Deborah Harry et Chris Stein, la reine et le roi de l’underground new-yorkais, vivent au sommet d’un immeuble modeste au cœur de Manhattan (ils y ont emménagé après l’incendie de leur premier appartement) où ils s’adonnent à des dizaines d’excursions extramusicales.
Le projet Blondie est au repos. « Il est indispensable pour un artiste d’essayer des choses nouvelles sans le groupe dont il fait partie », dit Debbie qui, sans Chris ni Blondie, a fait plusieurs apparitions télévisées amusantes au cours du show de Merv Griffin, de « Saturday Night Live », des Muppets et dans des publicités originales pour une certaine marque de jeans, publicités dont Chris Stein et John Lurie avaient écrit la musique.
Après « Unmade Beds » (Amos Poe), « Roadie » (Alan Rudolph), Deborah a interpété son premier grand rôle aux côté de Dennis Lipscomb dans « Union City », le film de Mark Reichert dont Chris a composé la musique, tout comme il a composé celle de « Polyester », le film de John Waters ( « Pink Flamingos » )… Chris admire Peter Cushing et Christopher Lee. Il n’est par conséquent pa étonnant de le voir se spécialiser dans les B.O. de films d’horreur. On entend en effet Blondie ( « Union City Blue ») dans « The Hand », le second film de Oliver Stone (scénariste de « Midnight Express », et dans « Drats », le film d’animation canadien. Chris a également décidé de produire un disque réunissant les musiques du film d’horreur « Eraserhead ».

───

Consigne 1>
Mettez à jour la liste ci-dessous en remplaçant « rock in water » par « stone in water », sans rien modifier d'autre.

Données à traiter>
───

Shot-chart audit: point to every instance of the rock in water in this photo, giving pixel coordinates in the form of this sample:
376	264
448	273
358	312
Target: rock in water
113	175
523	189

───

Consigne 2>
Condensez sous forme de liste, en gardant ses faits principaux, le paragraphe du texte sur Blondie qui commence par Après « Unmade Beds ».

Résultat de l'exercice 1>
Shot-chart audit: point to every instance of the stone in water in this photo, giving pixel coordinates in the form of this sample:
376	264
448	273
358	312
Target: stone in water
113	175
523	189

Résultat de l'exercice 2>
- Deborah Harry a joué dans « Unmade Beds » (Amos Poe) et « Roadie » (Alan Rudolph), puis a tenu son premier grand rôle, aux côtés de Dennis Lipscomb, dans « Union City » de Mark Reichert.
- Chris Stein a composé la musique de « Union City » et celle de « Polyester », le film de John Waters.
- Admirateur de Peter Cushing et de Christopher Lee, Chris se spécialise dans les bandes originales de films d'horreur.
- On entend Blondie (« Union City Blue ») dans « The Hand », le second film d'Oliver Stone, et dans « Drats », un film d'animation canadien.
- Chris a décidé de produire un disque réunissant les musiques du film d'horreur « Eraserhead ».